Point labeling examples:

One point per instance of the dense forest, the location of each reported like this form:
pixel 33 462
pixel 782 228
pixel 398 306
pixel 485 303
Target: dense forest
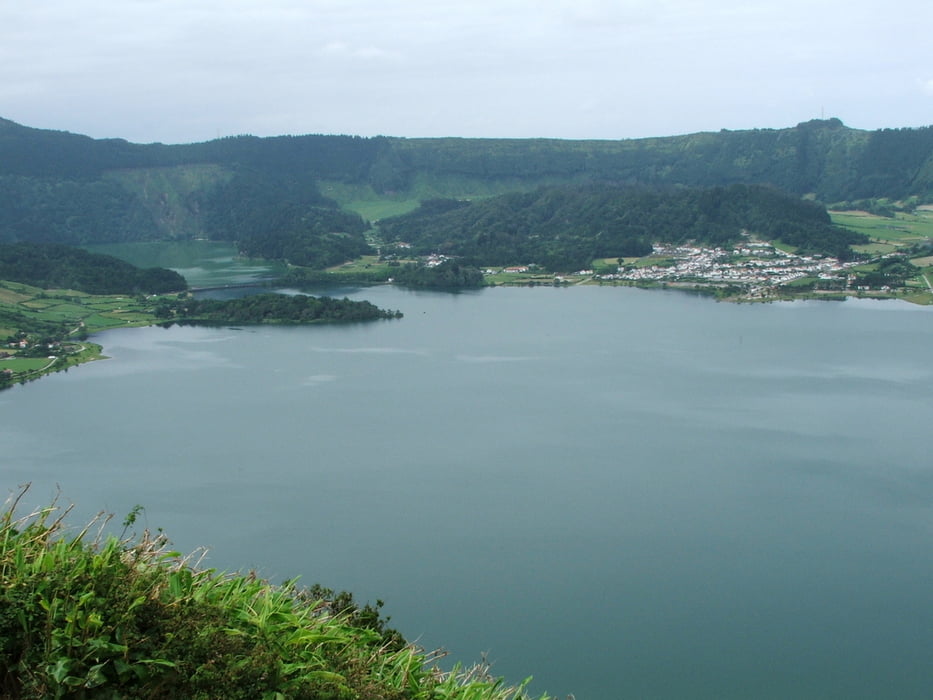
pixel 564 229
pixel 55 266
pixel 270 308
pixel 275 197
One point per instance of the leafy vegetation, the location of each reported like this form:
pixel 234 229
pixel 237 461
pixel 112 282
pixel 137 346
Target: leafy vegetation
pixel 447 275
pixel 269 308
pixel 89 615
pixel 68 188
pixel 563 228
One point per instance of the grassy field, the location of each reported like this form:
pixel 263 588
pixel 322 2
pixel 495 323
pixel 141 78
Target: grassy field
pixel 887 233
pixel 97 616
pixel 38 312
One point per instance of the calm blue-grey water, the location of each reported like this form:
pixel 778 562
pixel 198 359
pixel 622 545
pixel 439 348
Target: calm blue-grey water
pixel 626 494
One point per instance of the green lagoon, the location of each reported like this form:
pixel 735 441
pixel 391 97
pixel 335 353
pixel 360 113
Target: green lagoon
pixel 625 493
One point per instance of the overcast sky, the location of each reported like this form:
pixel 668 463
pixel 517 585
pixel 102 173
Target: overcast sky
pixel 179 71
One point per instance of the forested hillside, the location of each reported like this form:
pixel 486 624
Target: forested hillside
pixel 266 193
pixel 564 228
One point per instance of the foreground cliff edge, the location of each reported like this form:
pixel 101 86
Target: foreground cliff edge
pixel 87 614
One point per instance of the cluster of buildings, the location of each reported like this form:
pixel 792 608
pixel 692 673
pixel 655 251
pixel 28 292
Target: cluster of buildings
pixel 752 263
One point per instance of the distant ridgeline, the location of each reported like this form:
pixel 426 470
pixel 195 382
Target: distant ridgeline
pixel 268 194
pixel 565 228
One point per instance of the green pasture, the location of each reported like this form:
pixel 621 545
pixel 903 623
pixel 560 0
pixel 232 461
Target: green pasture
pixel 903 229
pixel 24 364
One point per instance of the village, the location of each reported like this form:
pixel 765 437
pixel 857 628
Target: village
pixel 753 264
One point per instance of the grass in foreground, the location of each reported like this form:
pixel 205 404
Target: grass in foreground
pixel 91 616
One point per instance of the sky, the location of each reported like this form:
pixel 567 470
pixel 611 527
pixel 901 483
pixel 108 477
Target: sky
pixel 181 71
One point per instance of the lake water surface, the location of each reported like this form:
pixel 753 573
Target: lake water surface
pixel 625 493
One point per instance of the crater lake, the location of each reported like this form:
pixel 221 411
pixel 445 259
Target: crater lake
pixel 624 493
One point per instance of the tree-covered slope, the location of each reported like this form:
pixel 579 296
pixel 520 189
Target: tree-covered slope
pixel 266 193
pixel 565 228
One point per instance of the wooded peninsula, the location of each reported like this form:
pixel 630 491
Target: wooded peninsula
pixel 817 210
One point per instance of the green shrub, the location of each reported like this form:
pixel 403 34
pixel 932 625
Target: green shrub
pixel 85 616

---

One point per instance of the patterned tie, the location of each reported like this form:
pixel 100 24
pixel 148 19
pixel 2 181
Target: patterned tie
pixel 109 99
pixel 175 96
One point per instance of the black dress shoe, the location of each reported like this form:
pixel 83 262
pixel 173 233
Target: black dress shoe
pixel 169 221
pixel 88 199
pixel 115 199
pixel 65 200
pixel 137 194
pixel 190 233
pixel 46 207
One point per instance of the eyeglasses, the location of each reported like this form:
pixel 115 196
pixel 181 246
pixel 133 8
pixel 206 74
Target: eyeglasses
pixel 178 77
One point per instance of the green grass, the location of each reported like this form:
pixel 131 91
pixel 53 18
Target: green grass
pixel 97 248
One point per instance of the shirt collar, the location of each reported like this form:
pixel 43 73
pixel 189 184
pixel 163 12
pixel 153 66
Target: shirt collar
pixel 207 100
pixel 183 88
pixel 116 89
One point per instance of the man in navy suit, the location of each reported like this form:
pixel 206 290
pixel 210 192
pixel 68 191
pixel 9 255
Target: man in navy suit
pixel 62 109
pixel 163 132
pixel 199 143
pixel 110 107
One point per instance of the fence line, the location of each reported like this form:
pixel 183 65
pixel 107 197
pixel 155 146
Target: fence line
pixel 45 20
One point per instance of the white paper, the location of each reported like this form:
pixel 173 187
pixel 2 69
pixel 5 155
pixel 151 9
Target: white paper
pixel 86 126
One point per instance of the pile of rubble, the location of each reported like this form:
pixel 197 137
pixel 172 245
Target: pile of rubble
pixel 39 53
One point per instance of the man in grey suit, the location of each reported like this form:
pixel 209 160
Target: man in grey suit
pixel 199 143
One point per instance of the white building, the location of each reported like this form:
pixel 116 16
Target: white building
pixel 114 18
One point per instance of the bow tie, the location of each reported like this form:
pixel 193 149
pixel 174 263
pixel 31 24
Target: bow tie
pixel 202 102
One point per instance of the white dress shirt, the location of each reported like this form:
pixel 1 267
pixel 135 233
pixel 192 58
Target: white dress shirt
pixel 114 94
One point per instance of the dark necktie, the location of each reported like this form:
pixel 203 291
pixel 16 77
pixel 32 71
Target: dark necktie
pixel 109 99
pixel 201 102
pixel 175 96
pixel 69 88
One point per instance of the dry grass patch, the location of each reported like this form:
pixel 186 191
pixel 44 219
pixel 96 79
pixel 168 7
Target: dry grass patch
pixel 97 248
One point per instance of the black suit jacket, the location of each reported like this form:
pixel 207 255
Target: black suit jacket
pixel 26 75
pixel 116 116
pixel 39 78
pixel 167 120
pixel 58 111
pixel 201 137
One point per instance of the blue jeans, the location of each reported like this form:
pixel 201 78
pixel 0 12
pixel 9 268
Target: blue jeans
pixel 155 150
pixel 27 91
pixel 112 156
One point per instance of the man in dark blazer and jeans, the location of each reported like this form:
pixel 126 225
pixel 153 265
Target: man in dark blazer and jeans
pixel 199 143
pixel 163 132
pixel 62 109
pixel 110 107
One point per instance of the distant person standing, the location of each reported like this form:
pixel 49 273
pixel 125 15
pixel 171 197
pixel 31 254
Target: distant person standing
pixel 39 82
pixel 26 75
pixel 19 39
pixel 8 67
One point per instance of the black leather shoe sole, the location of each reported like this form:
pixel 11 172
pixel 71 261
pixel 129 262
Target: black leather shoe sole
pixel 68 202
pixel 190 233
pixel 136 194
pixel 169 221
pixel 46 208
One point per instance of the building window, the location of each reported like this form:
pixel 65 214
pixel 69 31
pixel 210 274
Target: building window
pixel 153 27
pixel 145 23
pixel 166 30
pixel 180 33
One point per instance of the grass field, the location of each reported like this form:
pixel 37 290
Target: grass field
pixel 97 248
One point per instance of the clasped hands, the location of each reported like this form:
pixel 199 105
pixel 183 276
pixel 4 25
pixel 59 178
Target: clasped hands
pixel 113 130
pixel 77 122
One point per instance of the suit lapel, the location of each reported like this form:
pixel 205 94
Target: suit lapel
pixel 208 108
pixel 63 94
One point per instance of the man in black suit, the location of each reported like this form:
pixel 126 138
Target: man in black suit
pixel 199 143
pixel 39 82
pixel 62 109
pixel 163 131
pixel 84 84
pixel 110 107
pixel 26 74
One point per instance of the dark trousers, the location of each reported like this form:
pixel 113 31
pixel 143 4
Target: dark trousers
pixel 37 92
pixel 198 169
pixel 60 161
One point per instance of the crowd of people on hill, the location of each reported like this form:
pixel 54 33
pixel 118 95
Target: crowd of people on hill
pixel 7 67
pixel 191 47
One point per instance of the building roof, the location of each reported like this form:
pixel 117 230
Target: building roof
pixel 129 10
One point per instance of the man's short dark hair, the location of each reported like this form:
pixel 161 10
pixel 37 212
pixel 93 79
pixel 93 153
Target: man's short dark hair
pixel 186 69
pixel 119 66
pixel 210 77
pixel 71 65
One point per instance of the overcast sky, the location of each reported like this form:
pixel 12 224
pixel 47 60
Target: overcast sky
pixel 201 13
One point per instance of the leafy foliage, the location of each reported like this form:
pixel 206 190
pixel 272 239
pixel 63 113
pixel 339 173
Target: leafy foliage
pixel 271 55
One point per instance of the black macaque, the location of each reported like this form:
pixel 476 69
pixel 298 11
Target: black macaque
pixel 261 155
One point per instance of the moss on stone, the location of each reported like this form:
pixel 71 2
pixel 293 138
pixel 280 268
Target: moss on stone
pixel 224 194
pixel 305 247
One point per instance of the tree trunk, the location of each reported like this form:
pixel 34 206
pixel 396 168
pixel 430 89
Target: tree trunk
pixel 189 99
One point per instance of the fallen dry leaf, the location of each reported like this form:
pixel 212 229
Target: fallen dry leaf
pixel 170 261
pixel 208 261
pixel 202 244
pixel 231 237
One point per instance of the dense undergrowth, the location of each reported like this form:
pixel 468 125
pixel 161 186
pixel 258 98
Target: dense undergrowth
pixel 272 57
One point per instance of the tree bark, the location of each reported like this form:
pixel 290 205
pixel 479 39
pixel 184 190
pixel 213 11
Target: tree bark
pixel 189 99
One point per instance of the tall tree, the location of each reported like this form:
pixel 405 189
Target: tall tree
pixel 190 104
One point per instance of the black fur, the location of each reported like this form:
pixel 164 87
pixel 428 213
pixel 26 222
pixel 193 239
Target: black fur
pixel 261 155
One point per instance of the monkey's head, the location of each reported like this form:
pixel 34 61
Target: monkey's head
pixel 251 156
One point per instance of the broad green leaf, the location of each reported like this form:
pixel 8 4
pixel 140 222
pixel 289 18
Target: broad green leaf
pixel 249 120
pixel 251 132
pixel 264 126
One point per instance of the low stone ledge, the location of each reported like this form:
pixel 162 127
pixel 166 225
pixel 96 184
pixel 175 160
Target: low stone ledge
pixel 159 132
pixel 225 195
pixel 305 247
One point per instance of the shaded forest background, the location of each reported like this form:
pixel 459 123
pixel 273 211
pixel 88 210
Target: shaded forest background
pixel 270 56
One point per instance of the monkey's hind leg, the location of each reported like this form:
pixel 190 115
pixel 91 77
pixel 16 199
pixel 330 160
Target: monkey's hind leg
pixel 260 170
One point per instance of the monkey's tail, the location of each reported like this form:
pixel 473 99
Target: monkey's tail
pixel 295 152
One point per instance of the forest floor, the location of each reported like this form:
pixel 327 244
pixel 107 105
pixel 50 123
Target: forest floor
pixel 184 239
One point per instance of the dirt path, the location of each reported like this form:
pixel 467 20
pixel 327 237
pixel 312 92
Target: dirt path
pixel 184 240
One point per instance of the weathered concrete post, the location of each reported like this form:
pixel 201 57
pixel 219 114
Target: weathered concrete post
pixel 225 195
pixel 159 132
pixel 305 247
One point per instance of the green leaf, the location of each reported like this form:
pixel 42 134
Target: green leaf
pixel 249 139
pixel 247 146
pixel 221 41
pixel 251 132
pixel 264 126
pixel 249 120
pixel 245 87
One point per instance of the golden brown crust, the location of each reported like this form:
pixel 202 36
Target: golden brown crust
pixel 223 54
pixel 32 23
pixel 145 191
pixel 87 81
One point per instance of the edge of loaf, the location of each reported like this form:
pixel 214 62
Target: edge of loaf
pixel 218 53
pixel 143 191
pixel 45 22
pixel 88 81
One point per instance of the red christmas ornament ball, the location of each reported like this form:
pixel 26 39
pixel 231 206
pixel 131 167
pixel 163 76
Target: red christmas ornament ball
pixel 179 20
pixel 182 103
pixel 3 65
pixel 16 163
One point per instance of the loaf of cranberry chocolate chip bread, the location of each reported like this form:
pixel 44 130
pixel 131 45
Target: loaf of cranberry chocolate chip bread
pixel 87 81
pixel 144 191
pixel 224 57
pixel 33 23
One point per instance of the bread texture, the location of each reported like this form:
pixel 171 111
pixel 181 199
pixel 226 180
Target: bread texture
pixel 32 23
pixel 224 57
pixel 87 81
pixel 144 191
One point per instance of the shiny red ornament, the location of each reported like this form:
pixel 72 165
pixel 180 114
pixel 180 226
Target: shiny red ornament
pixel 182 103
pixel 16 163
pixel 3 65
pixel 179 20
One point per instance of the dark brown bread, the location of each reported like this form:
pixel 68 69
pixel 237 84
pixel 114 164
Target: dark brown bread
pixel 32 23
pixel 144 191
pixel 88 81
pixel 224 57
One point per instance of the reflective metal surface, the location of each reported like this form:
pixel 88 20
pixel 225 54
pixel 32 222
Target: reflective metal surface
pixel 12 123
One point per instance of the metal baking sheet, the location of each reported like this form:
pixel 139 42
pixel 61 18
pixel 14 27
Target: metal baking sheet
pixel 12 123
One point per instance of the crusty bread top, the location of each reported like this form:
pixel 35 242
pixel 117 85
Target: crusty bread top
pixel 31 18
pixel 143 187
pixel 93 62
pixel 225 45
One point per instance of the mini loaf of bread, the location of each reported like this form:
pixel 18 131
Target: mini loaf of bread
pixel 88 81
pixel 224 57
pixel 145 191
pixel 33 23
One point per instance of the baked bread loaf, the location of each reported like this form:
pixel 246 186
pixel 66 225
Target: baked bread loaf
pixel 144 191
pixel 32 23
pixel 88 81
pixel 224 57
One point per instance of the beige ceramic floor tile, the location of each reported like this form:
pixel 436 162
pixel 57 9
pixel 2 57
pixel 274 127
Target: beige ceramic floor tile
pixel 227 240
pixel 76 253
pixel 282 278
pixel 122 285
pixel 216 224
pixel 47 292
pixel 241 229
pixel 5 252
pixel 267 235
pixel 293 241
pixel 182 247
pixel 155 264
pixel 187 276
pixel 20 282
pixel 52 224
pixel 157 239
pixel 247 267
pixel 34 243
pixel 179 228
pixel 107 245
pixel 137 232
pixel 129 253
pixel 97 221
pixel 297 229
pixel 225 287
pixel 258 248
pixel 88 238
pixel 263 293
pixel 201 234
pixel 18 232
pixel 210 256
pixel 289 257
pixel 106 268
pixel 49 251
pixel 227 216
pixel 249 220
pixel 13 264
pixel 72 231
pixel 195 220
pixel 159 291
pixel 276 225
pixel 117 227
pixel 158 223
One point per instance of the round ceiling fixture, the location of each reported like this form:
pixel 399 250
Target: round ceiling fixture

...

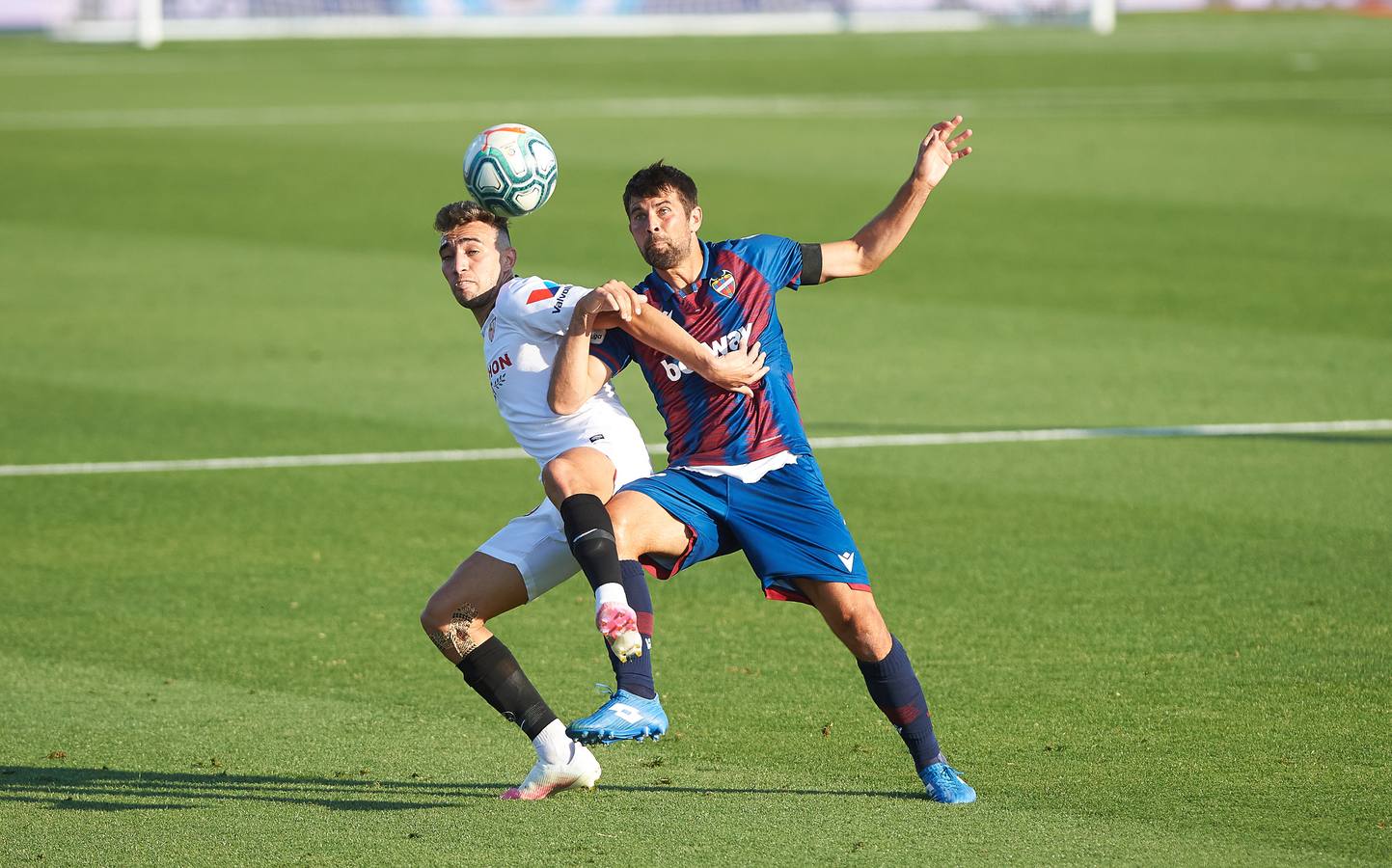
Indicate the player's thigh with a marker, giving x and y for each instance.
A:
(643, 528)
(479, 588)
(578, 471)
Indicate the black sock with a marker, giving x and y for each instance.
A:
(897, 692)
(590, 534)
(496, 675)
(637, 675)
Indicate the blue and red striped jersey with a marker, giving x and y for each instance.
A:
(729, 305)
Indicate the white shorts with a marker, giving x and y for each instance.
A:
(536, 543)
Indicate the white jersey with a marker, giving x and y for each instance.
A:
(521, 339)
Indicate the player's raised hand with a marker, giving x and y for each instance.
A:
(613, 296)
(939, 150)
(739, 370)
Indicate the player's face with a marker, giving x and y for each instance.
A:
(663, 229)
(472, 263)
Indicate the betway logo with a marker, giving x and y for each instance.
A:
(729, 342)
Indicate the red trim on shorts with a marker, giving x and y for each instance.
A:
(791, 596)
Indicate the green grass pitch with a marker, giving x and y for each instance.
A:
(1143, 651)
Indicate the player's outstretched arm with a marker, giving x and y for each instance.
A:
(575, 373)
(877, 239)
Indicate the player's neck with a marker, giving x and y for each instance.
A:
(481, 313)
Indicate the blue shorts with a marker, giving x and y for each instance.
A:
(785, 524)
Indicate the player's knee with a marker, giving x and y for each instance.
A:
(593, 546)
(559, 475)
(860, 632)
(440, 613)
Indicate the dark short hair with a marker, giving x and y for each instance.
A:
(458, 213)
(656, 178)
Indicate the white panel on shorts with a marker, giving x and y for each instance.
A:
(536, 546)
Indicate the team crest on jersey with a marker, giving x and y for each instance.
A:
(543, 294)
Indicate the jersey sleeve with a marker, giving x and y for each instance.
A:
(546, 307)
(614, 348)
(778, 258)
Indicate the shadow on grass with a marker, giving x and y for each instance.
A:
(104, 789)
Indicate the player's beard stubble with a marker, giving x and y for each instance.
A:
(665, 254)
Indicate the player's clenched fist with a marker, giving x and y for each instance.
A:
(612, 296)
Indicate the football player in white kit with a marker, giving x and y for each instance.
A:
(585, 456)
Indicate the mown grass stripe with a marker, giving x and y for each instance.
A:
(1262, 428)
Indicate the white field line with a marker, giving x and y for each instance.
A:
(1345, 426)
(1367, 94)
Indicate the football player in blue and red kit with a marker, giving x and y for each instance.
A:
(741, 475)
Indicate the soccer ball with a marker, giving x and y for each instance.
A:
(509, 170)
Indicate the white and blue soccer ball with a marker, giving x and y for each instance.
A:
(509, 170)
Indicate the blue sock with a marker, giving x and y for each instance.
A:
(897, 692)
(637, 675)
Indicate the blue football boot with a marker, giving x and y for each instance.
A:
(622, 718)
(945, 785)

- WRITTEN PROBLEM -
Report each line of the rows above that contains the word "trousers".

- CORRECT OUTPUT -
One point per instance of the dark trousers, the location of each reported like this form:
Target: dark trousers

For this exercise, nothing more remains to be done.